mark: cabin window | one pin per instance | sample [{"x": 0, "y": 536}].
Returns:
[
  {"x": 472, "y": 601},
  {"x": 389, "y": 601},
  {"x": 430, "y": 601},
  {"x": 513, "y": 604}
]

— EXERCISE PROMPT —
Every record must be retyped so that it matches the original exactly.

— SOLVED EXERCISE —
mark: cabin window | one pin per instance | sample [{"x": 0, "y": 536}].
Returns:
[
  {"x": 472, "y": 601},
  {"x": 389, "y": 601},
  {"x": 430, "y": 601},
  {"x": 513, "y": 604}
]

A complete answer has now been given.